■ Exercise text:

• • • • •

Opportunities for Innovation in Value-Based Payments in Oncology

TON - December 2020, Vol 13, No 6

Value-based or alternative payment models have yet to deliver the cost-savings in oncology hoped for when these models were proposed, said experts at the September 2020 National Comprehensive Cancer Network Oncology Policy Summit during a panel discussion on best practices for value-based agreements.

When asked by panel moderator Clifford Goodman, PhD, Senior Vice President, Comparative Effectiveness Research, The Lewin Group, how well these models have performed on a 1-to-10 scale, neither panelist rated them better than a 2.5.

Value-Based Innovation

Payers are stuck with old paradigms, which is especially no longer adequate in cancer care, said David Rubin, Director, Health Outcomes & Quantitative Analytics, Memorial Sloan Kettering Cancer Center (MSKCC), New York City.

“Even the metrics that they’re choosing to evaluate models are stuck in yesterday’s thinking,” Mr Rubin said. One example, he said, is that payers remain focused on length of hospital stay, but they do not account for the shift to outpatient care and the amount of care required in the outpatient setting.

“Payers are more focused on cost than on the quality,” Mr Rubin said. “Once payers start to focus more on the value they get, which is quality compared to cost, I think that’s where we’ll see more improvement. The good news is that everyone has agreed that value is the way forward, at least in theory.”

A clear definition of what the payer community is ultimately trying to accomplish is lacking, said Thomas Daly, MBA, University of Michigan Health System, Ann Arbor. Collaboration is required to define value, he believes.

• • • • •

■ Extracted entries:
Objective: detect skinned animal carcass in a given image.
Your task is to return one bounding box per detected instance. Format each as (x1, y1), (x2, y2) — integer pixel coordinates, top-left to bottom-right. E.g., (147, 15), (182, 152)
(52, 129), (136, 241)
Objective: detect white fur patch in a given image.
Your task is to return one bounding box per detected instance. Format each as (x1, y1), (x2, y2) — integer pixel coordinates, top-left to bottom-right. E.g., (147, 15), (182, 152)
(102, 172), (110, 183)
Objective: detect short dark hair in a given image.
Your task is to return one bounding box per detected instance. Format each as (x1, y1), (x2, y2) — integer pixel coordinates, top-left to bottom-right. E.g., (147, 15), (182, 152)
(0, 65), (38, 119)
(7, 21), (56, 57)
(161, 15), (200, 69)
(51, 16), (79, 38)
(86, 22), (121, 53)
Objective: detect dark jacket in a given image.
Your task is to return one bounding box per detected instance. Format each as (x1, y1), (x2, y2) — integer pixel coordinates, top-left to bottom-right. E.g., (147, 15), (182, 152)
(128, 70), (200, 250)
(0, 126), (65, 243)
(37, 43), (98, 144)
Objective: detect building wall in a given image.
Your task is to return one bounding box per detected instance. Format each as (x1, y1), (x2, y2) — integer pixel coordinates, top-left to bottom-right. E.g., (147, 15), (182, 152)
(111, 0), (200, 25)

• • • • •

■ Activities:
**a)** In the value-based payments text, rewrite the passage from "TON - December" to "for value-based agreements." with "panel discussion" changed to "roundtable".
**b)** List every organization that the value-based payments text gives as the affiliation of a named person.

■ Results:
**a)**
TON - December 2020, Vol 13, No 6

Value-based or alternative payment models have yet to deliver the cost-savings in oncology hoped for when these models were proposed, said experts at the September 2020 National Comprehensive Cancer Network Oncology Policy Summit during a roundtable on best practices for value-based agreements.

**b)**
The Lewin Group
Memorial Sloan Kettering Cancer Center (MSKCC)
University of Michigan Health System